What this task involves -
Answer these questions from the passage on peripherin labeling in the cochlea:
1. In the figure images, what is used to stain hair cells?
2. A single type II SGN can innervate up to how many OHCs?
3. Of the two fiber types in the OHC area, which is immunopositive for a Na+/K+ ATPase?

Reading passage -
▽
A, B, Anti-peripherin (red) immunostains the cell bodies of type II SGNs in Prph+/+ ears (A) but not in Prph−/− (B), confirming the null expression in the knockout. Each image is a maximum projection of a confocal z-stack through the apical turn. Antibodies to β-tubulin (TuJ1; green) stain the cell bodies of type I SGNs, and myosin VIIa is used to stain hair cells (blue). Scale bar: B (for A, B), 100 μm.

Although peripherin is a robust marker of type II cell bodies in the spiral ganglion, it weakly and infrequently labels type II peripheral projections in the adult organ of Corti (Fig. 2, red arrowheads). Each type II SGN sends an unmyelinated peripheral axon from the ganglion to the sensory epithelium, where it crosses along the floor of the tunnel of Corti to the OHC area (Fig. 3C ), turns toward the base of the cochlea, and spirals in the outer spiral bundles between adjacent Deiter’s cells for up to a millimeter, before branching to innervate as many as 100 OHCs (Brown, 1987a; Simmons and Liberman, 1988). The thin, spiraling, type II projections in the outer spiral bundles are immunopositive for TuJ1 (Fig. 2A , green arrowheads), as are the radially directed, and thicker, axons of the MOC efferents (Fig 2A , green-rimmed red arrowheads). However, of the two fiber types in the OHC area, only the MOC axons are immunopositive for a Na+/K+ ATPase (Fig. 2B; McLean et al., 2009). Although peripherin is a weak marker of the outer spiral bundles, it robustly labels a subset of the MOC efferents as they spiral in the inner spiral bundle, and as they cross the tunnel of Corti (Fig. 2A,B ). Prior single-fiber labeling studies show that type II fibers never spiral in the inner spiral bundle, whereas most MOC fibers do, before crossing to the OHC region (Brown, 1987a,b; Simmons and Liberman, 1988). Prior studies showing robust peripherin immunolabeling of spiraling type II projections in the outer spiral bundles have all been in neonatal ears (Barclay et al., 2011).
△
Referring expression data -
▽
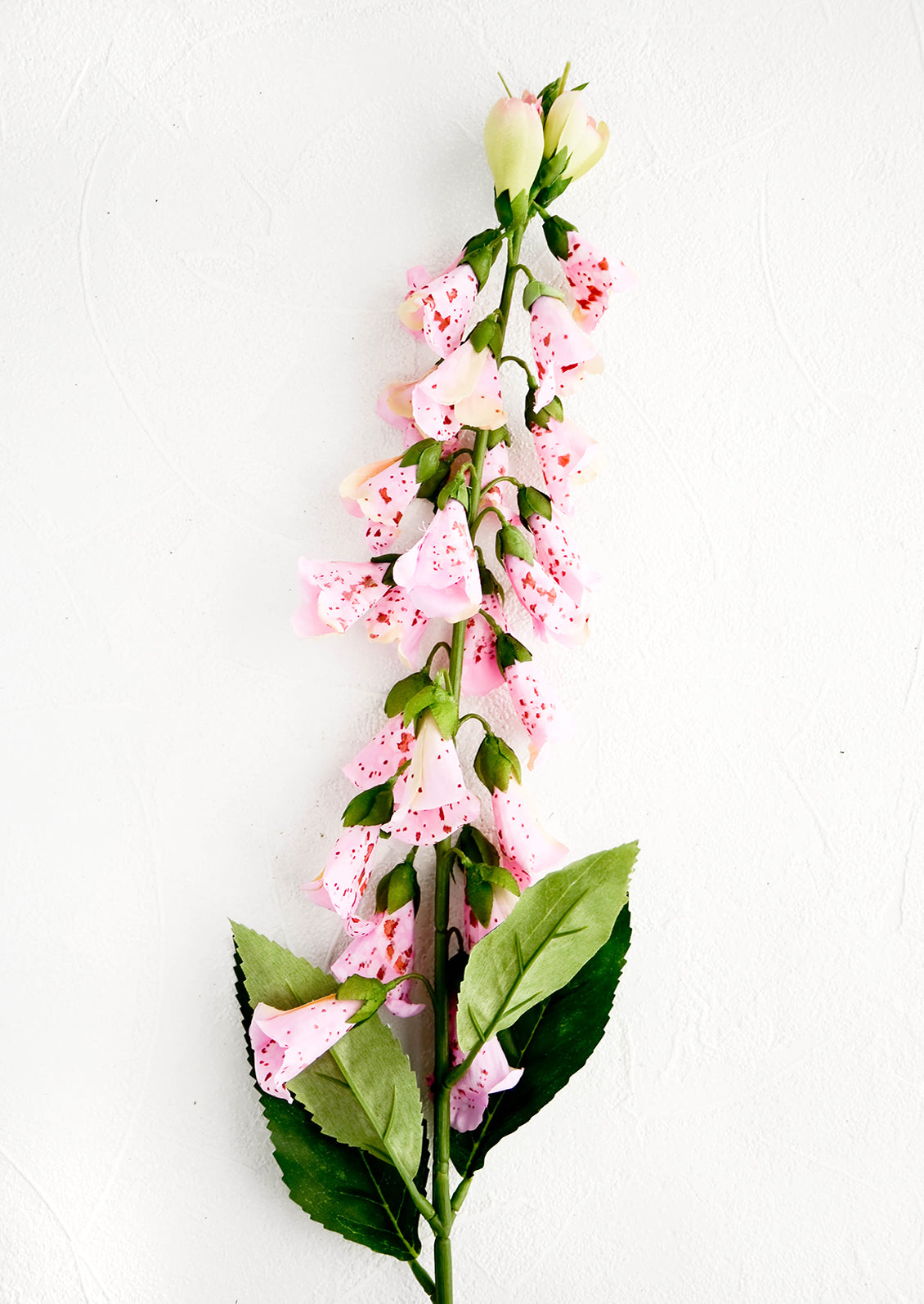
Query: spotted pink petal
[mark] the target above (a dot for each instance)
(440, 573)
(558, 558)
(381, 756)
(396, 618)
(540, 712)
(335, 595)
(286, 1041)
(384, 952)
(567, 455)
(481, 673)
(555, 613)
(563, 354)
(345, 876)
(523, 841)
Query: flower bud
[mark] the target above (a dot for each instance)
(514, 142)
(569, 127)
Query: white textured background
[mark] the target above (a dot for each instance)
(208, 208)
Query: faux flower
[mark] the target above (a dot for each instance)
(345, 876)
(381, 758)
(380, 492)
(488, 1072)
(481, 672)
(514, 142)
(555, 613)
(569, 127)
(567, 457)
(286, 1041)
(384, 951)
(558, 558)
(527, 849)
(593, 280)
(335, 595)
(563, 354)
(540, 714)
(396, 618)
(462, 390)
(439, 309)
(440, 573)
(431, 798)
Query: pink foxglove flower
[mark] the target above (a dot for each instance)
(558, 557)
(439, 309)
(593, 280)
(527, 848)
(384, 951)
(563, 354)
(540, 714)
(431, 798)
(555, 615)
(345, 876)
(567, 457)
(381, 758)
(481, 673)
(286, 1041)
(335, 595)
(396, 618)
(380, 492)
(488, 1072)
(440, 573)
(464, 390)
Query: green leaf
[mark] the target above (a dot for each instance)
(551, 1042)
(346, 1191)
(558, 926)
(374, 806)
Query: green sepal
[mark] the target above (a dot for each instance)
(551, 1042)
(500, 436)
(509, 650)
(539, 289)
(372, 806)
(495, 763)
(558, 924)
(455, 488)
(556, 236)
(477, 846)
(403, 690)
(368, 990)
(397, 888)
(532, 501)
(514, 541)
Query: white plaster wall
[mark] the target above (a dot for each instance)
(208, 208)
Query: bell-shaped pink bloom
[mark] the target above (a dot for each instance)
(567, 457)
(431, 798)
(335, 595)
(394, 407)
(439, 309)
(381, 758)
(555, 613)
(558, 557)
(380, 492)
(397, 618)
(481, 673)
(286, 1041)
(385, 951)
(345, 876)
(593, 280)
(540, 712)
(488, 1072)
(462, 390)
(523, 844)
(440, 573)
(563, 354)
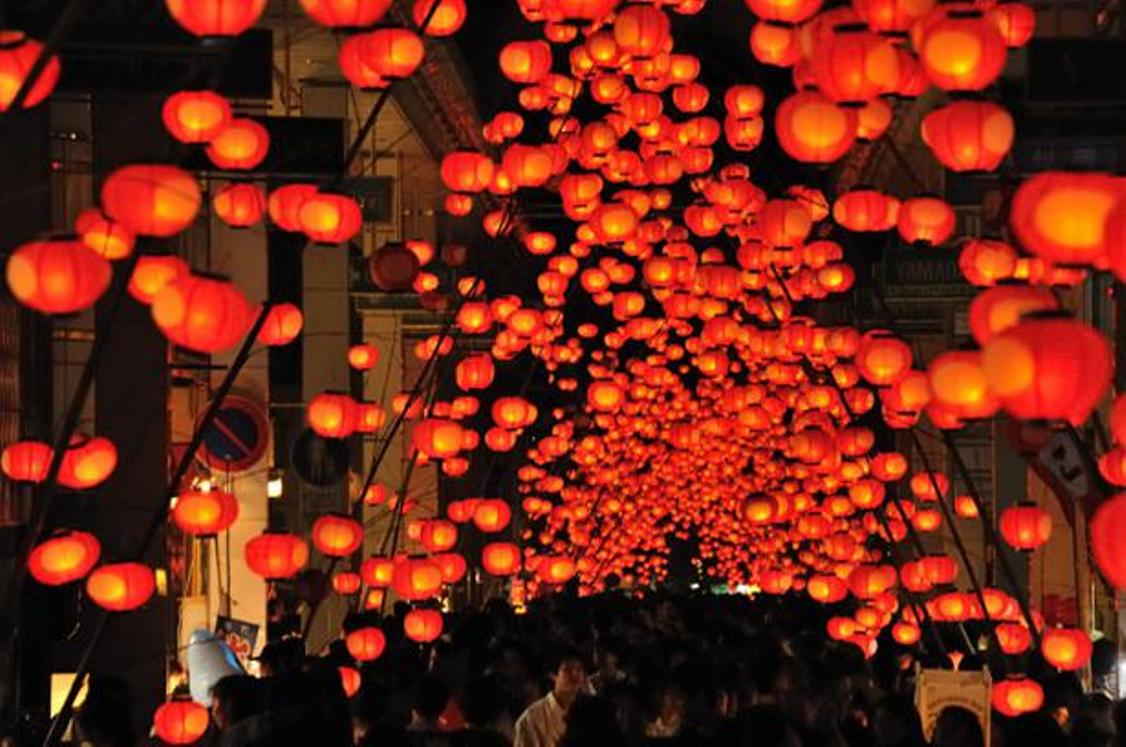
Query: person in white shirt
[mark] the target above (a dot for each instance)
(543, 723)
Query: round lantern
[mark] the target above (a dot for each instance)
(1048, 368)
(366, 643)
(205, 513)
(330, 219)
(926, 221)
(284, 205)
(56, 276)
(337, 535)
(1065, 648)
(500, 558)
(1108, 540)
(121, 587)
(332, 415)
(968, 136)
(346, 14)
(441, 20)
(215, 17)
(26, 461)
(180, 722)
(240, 205)
(394, 53)
(422, 625)
(105, 237)
(276, 554)
(866, 210)
(241, 145)
(18, 54)
(196, 116)
(87, 462)
(417, 578)
(1017, 695)
(1062, 216)
(64, 557)
(151, 199)
(202, 313)
(283, 325)
(959, 50)
(1026, 526)
(813, 129)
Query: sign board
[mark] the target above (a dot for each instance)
(939, 688)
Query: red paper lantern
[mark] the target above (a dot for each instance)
(241, 145)
(332, 415)
(215, 17)
(346, 14)
(18, 54)
(500, 559)
(180, 722)
(337, 535)
(240, 205)
(1026, 526)
(151, 199)
(422, 625)
(196, 116)
(121, 587)
(56, 276)
(283, 325)
(205, 513)
(366, 643)
(202, 313)
(276, 554)
(64, 557)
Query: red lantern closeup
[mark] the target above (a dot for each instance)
(64, 557)
(276, 554)
(121, 587)
(180, 722)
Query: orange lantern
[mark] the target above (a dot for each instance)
(240, 205)
(196, 116)
(1025, 526)
(64, 557)
(205, 513)
(121, 587)
(151, 199)
(337, 535)
(202, 313)
(180, 721)
(422, 625)
(968, 136)
(241, 145)
(18, 54)
(56, 276)
(366, 643)
(215, 17)
(276, 554)
(500, 558)
(283, 325)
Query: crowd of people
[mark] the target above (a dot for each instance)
(668, 669)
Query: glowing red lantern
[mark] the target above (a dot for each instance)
(215, 17)
(18, 54)
(180, 722)
(276, 554)
(57, 276)
(196, 116)
(121, 587)
(422, 625)
(151, 199)
(64, 557)
(337, 535)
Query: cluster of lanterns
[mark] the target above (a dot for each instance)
(706, 403)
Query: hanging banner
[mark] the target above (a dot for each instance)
(940, 688)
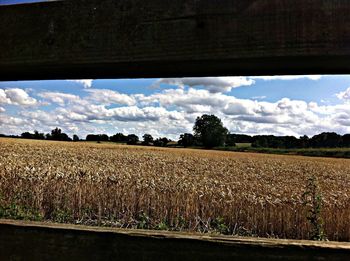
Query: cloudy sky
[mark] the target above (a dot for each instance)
(279, 105)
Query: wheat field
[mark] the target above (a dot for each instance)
(173, 189)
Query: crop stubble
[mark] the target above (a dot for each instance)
(176, 189)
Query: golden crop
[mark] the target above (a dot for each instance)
(179, 189)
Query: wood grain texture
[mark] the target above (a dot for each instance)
(161, 38)
(44, 241)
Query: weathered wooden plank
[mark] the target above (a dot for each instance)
(44, 241)
(159, 38)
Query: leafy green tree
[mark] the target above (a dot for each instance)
(147, 139)
(161, 142)
(187, 140)
(119, 137)
(132, 139)
(210, 131)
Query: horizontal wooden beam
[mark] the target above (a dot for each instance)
(44, 241)
(166, 38)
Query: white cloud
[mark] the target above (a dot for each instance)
(108, 97)
(287, 77)
(259, 97)
(87, 83)
(59, 98)
(212, 84)
(16, 96)
(345, 95)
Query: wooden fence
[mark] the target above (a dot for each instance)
(161, 38)
(44, 241)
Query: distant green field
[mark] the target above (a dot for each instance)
(314, 152)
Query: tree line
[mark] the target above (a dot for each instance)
(208, 132)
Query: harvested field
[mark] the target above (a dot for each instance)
(173, 189)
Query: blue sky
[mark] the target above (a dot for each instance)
(280, 105)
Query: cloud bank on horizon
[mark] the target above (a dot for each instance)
(279, 105)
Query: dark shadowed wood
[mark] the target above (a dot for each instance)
(138, 38)
(44, 241)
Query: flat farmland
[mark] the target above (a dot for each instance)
(205, 191)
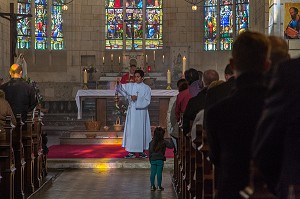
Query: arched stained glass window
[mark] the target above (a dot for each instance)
(154, 20)
(114, 24)
(57, 41)
(24, 25)
(35, 29)
(41, 18)
(234, 19)
(139, 20)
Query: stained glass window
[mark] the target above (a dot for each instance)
(24, 25)
(138, 34)
(242, 15)
(210, 25)
(114, 24)
(57, 41)
(230, 23)
(154, 20)
(41, 17)
(35, 29)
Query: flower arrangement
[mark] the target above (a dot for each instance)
(121, 107)
(91, 69)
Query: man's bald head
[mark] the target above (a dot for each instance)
(15, 71)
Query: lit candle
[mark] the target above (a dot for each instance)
(85, 76)
(169, 77)
(183, 65)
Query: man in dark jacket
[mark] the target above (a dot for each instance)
(277, 141)
(19, 94)
(231, 123)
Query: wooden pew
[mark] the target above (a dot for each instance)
(198, 174)
(19, 158)
(29, 154)
(37, 149)
(191, 166)
(7, 163)
(208, 170)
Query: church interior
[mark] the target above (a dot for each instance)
(74, 53)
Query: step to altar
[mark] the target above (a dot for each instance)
(105, 163)
(92, 137)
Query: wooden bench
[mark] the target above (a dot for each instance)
(7, 163)
(19, 158)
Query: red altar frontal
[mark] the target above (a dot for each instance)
(104, 99)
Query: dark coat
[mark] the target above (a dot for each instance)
(277, 142)
(20, 95)
(230, 129)
(193, 107)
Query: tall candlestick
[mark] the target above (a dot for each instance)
(85, 76)
(183, 65)
(169, 77)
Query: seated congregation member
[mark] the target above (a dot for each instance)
(172, 124)
(277, 140)
(19, 94)
(182, 98)
(231, 123)
(217, 93)
(197, 103)
(157, 149)
(137, 130)
(5, 110)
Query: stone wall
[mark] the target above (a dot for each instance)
(4, 40)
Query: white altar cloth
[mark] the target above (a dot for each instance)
(110, 93)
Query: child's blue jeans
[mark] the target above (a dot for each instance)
(156, 169)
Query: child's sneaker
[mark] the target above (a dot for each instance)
(143, 155)
(130, 155)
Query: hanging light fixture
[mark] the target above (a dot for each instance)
(194, 3)
(65, 4)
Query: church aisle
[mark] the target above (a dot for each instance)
(107, 184)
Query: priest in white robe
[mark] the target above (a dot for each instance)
(137, 131)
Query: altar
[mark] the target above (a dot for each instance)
(158, 106)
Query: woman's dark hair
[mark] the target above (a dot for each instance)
(191, 75)
(158, 139)
(182, 84)
(139, 71)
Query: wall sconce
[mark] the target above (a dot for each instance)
(65, 4)
(194, 3)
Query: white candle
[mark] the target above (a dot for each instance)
(183, 65)
(169, 77)
(85, 76)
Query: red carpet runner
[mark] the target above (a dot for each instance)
(92, 151)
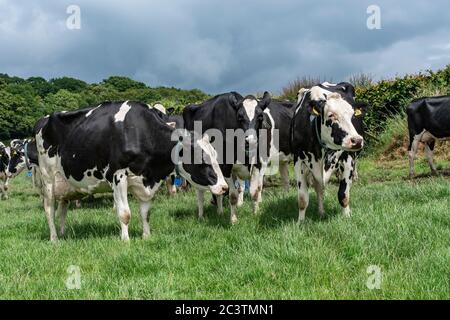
△
Expected answer -
1. Myosin VIIa (blue)
2. As many as 100
3. The MOC axons